[Entries taken from a collection]
· · · · ·

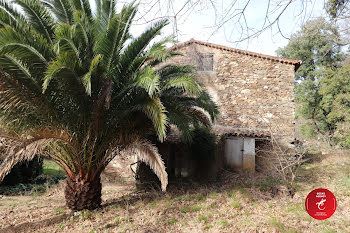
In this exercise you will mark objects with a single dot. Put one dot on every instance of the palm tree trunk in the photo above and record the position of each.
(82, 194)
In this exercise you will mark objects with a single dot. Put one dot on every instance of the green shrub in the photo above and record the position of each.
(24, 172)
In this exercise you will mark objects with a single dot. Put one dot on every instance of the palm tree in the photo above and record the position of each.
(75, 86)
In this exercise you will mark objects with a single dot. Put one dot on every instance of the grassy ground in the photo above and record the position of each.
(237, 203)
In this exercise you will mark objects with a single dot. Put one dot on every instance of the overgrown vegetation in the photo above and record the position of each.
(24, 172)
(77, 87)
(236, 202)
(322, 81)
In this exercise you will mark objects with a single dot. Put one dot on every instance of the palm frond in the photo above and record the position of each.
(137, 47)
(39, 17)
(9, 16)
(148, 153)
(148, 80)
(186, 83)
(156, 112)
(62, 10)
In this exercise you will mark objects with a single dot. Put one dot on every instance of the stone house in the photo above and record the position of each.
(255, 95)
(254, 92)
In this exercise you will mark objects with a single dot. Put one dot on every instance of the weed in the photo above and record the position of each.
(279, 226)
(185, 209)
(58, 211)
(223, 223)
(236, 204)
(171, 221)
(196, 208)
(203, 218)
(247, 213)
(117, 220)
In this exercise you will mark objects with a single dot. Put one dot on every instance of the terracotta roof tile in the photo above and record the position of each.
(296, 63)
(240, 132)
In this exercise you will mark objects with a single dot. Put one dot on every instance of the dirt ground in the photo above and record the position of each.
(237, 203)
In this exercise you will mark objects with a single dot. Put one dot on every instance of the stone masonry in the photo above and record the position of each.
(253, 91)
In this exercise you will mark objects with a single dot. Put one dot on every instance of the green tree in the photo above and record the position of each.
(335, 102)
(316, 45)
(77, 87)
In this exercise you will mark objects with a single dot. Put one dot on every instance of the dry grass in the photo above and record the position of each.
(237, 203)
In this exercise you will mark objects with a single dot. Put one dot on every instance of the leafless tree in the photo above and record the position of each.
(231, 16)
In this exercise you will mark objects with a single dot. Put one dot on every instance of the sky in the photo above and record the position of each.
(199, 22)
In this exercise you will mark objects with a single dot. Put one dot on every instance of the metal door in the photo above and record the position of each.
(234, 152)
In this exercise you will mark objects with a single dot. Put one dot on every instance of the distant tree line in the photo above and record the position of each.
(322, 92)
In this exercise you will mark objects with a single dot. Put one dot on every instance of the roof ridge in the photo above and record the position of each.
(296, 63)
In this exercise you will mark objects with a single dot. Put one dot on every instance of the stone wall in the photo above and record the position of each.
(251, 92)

· · · · ·

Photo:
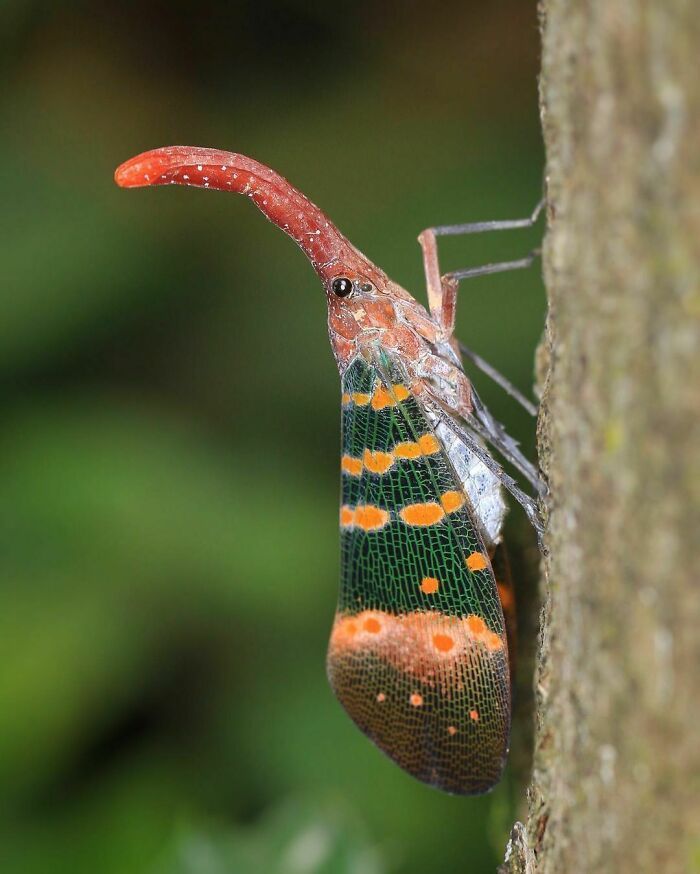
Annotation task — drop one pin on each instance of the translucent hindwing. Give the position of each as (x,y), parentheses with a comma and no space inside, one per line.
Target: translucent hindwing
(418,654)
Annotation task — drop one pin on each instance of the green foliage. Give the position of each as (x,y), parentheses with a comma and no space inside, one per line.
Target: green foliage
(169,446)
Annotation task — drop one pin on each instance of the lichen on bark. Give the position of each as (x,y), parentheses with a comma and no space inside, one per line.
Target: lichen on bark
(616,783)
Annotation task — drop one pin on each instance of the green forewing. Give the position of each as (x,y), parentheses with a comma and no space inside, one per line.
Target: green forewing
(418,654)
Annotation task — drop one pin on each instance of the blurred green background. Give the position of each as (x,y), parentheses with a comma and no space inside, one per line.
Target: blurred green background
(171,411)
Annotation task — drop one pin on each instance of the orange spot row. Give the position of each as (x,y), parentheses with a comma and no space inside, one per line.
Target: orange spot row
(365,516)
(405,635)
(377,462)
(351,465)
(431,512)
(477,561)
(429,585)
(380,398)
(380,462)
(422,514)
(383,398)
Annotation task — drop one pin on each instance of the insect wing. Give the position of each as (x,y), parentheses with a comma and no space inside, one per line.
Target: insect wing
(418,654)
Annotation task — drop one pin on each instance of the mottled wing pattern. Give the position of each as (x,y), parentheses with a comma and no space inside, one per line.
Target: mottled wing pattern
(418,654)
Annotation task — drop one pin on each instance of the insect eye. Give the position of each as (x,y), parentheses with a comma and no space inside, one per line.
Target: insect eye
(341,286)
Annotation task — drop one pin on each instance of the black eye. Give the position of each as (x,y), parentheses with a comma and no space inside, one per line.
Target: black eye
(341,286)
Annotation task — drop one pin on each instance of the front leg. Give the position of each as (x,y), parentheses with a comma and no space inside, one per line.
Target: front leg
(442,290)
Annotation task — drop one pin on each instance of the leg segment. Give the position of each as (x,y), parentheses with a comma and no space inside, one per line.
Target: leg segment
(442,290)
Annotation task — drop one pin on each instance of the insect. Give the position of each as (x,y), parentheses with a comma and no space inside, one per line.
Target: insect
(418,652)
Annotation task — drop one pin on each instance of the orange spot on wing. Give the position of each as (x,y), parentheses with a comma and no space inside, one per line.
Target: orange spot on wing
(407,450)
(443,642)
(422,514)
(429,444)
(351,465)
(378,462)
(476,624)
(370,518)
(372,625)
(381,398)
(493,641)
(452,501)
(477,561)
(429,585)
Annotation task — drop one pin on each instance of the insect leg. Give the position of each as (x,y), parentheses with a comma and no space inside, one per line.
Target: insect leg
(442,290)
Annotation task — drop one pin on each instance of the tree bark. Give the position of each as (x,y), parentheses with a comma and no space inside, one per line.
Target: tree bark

· · · · ·

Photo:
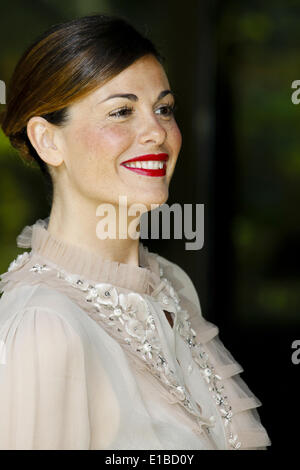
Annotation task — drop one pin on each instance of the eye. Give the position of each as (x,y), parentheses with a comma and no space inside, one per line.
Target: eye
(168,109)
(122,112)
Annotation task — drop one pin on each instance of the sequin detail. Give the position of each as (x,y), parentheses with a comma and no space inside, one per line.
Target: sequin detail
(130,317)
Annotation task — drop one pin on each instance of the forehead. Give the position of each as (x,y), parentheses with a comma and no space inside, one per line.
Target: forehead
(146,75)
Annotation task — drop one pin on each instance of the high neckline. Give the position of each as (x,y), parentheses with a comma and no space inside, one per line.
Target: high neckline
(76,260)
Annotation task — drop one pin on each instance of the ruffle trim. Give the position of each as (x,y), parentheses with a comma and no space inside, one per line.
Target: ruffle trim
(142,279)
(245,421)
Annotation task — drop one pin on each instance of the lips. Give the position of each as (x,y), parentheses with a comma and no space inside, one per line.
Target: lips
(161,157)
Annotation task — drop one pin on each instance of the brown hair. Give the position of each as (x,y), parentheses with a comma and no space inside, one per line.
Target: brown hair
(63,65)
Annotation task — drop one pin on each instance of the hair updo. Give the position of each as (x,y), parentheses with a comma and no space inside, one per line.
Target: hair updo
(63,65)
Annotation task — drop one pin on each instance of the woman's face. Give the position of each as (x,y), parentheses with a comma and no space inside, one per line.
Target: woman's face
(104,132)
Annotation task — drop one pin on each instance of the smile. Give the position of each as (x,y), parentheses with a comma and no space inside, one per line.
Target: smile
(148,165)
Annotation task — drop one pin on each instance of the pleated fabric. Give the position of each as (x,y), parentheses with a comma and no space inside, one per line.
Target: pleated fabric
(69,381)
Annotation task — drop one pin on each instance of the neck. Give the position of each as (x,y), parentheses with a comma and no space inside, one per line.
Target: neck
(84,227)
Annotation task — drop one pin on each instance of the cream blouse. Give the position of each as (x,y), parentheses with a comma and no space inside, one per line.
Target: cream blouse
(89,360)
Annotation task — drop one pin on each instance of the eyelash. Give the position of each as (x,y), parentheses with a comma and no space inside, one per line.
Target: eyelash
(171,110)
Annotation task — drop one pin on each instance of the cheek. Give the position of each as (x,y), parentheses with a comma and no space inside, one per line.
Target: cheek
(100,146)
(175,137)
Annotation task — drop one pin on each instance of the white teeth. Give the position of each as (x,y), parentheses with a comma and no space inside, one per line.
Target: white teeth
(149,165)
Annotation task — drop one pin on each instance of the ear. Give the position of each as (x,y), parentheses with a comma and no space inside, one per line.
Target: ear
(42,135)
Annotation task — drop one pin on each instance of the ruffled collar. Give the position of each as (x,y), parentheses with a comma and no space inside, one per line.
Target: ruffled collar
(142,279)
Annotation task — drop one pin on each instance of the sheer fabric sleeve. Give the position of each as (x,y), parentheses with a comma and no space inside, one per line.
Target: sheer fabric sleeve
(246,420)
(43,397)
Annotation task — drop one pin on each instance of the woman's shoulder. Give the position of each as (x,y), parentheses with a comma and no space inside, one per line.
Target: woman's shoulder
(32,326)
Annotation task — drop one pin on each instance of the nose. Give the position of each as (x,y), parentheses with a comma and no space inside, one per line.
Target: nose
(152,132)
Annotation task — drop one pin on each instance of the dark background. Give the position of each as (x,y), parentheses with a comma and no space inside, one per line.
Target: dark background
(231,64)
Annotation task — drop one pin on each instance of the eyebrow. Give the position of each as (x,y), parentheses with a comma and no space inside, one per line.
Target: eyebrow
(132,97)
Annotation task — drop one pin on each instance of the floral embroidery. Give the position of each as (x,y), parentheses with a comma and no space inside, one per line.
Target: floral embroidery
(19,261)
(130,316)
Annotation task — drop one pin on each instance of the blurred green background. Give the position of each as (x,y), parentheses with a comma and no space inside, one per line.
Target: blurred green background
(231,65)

· · · · ·

◆ WORK REQUEST
Using the data above, print exactly the lines from the line that contains "of the tree" through the line that contains "Target: tree bark", with both included.

◆ EXPECTED ANSWER
Annotation task — drop one pin on each instance of the tree bark. Give the position of each as (x,y), parentheses with a comma and no space inside, one per line.
Target: tree bark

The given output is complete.